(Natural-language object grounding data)

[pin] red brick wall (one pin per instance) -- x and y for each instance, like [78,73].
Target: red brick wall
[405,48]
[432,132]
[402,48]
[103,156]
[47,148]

▶ [Goal of the exercise]:
Please set down each line of the records exactly as given.

▶ [Solution to this exercise]:
[pin] red brick wall (one pin per instance) -- x and y for each instance, like [78,73].
Target: red brick wall
[405,48]
[432,132]
[402,48]
[103,156]
[47,148]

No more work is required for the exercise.